**Exercise prompt**
Continue the passage on Streptomyces sporulation genes from the point where it stops.

**Passage provided**
━━━━━━━━
Streptomycetes are filamentous gram-positive soil bacteria that produce many useful antibiotics. Their vegetative substrate mycelia grow across and into agar media and contain relatively few cross walls. Older colonies produce a white aerial mycelium that grows vertically away from the substrate mycelium. Long chains of spores eventually form at the aerial hyphal tips. The spores are gray in the model species Streptomyces coelicolor. A number of developmental regulatory genes are specifically required for sporulation to take place in aerial hyphae of S. coelicolor. Mutations in many of these genes prevent the accumulation of the gray spore pigment, giving colonies that remain white upon prolonged incubation, hence the general designation “whi” for many of these genes (5).

The classification of whi genes as “early” and “late” sporulation genes depends on whether the relevant mutants undergo sporulation septation, the process by which the long multigenomic apical compartments of aerial hyphae become regularly and (within any one hypha) approximately synchronously divided into unigenomic prespore compartments. Thus, whiABGHIJ and ssgB are early genes, whereas sigF, ssgA, ssgR, and whiD are late genes. Where tested, most of the early genes are needed for the expression of late genes, and at least two independent early regulatory pathways (σWhiG dependent and σWhiG independent) converge to activate the late regulatory events (5).
━━━━━━━━
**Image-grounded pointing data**
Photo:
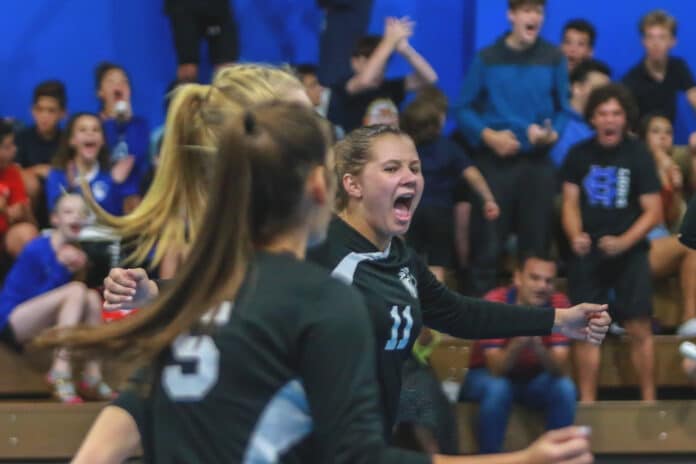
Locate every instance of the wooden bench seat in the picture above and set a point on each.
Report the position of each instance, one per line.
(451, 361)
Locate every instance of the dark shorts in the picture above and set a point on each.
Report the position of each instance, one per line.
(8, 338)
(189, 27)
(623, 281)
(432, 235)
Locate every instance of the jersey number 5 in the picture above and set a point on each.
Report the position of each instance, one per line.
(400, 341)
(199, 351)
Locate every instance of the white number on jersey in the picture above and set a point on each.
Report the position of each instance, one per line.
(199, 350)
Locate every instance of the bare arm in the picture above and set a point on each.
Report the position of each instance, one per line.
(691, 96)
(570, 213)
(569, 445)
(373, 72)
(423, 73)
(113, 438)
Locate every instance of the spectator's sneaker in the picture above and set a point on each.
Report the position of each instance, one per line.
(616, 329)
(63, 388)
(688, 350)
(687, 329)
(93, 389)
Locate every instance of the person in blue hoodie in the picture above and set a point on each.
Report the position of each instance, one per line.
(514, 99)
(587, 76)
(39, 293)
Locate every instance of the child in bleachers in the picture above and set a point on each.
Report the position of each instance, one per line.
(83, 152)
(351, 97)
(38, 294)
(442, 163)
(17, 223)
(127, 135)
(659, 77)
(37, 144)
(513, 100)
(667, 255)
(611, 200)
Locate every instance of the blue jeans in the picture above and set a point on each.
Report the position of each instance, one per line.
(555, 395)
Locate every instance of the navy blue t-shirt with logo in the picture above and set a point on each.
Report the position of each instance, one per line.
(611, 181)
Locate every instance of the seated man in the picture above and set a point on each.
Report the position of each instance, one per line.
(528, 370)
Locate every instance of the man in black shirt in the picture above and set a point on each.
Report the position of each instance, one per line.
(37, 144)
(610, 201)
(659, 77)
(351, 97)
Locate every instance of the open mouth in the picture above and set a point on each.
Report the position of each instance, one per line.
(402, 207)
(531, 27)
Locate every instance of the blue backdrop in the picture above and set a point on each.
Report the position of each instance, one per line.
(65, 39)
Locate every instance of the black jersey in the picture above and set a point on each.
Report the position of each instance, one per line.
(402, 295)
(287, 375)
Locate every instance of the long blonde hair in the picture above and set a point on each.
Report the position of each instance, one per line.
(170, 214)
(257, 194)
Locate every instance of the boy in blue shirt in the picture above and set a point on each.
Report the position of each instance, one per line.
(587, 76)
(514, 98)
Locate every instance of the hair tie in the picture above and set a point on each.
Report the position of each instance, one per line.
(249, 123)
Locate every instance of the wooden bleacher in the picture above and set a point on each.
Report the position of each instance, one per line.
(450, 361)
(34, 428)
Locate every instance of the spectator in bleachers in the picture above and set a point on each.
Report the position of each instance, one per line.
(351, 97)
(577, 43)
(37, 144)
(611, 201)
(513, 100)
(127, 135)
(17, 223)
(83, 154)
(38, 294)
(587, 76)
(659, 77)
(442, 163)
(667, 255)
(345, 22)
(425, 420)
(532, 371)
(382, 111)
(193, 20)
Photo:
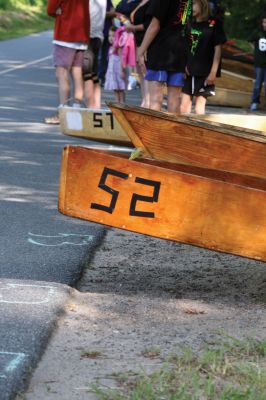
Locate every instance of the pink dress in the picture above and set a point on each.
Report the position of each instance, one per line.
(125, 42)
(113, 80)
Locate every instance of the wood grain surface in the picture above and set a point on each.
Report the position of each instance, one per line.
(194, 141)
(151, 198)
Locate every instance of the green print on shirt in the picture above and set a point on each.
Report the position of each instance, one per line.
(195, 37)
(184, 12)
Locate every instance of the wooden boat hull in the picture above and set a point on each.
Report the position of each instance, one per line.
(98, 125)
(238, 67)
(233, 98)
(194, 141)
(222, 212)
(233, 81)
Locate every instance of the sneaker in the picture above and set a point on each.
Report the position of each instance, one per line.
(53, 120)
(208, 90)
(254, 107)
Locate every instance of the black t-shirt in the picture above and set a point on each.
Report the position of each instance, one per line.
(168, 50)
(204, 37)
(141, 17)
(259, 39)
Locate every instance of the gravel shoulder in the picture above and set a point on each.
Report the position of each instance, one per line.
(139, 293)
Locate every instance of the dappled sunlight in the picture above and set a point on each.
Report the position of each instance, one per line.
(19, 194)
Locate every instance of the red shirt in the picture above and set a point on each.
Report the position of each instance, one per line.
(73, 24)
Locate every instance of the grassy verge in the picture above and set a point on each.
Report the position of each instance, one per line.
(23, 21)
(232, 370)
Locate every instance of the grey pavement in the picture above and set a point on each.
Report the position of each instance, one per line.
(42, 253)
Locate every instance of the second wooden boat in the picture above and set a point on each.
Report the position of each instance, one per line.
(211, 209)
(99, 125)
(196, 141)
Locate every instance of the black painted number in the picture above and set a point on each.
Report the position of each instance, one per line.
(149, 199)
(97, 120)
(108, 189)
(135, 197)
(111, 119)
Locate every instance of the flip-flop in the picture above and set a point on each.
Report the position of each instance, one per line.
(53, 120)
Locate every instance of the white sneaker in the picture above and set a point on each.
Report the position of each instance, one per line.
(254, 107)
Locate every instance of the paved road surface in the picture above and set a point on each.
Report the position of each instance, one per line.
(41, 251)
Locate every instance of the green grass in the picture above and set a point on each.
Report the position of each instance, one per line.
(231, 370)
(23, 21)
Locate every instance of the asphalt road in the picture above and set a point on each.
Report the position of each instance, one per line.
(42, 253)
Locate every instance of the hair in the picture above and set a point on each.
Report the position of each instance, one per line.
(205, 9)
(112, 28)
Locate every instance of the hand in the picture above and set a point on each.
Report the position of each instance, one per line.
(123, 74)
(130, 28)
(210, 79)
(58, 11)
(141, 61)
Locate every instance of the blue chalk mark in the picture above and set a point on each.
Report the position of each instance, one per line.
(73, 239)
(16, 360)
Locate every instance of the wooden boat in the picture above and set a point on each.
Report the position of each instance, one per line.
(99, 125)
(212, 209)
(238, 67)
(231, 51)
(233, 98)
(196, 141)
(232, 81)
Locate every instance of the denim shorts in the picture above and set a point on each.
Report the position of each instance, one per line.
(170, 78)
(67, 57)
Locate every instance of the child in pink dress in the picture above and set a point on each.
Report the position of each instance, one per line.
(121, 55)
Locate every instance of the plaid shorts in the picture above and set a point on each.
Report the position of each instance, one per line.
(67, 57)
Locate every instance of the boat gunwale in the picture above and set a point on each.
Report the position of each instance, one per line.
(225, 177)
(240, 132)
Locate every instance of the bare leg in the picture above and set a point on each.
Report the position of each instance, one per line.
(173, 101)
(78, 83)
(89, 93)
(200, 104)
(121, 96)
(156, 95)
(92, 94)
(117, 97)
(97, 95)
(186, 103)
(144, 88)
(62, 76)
━━━━━━━━
**Response to the task**
The focus of the work described here is whiI (SCO6029 in the annotated genome sequence of S. coelicolor) (3). Transcription of whiI is directly and completely dependent on the sigma factor encoded by whiG (1). WhiI has an N-terminal domain similar to the well-characterized phosphorylation domains of response regulators in bacterial two-component systems and a putative helix-turn-helix DNA-binding domain at the C terminus (1). Despite relatively low amino acid identity (<30%), WhiI is predicted to be structurally similar to NarL of Escherichia coli, for which there is a high-resolution X-ray structure (1, 2). The putative phosphorylation domain of WhiI is unusual among response regulators in that the first of three highly conserved D residues is replaced by A, and the highly conserved K near the end of the domain is replaced by T. WhiI also contains a relatively long N-terminal extension. Unlike genes for typical two-component response regulators, whiI lacks a nearby cognate sensor kinase gene. The combination of this genetic and structural information suggests that changes of the active state of WhiI, if they occur, may be dependent on some atypical phosphorylation process or other posttranslational modification/activation mechanism rather than direct conventional phosphorylation by a cognate histidine sensor kinase.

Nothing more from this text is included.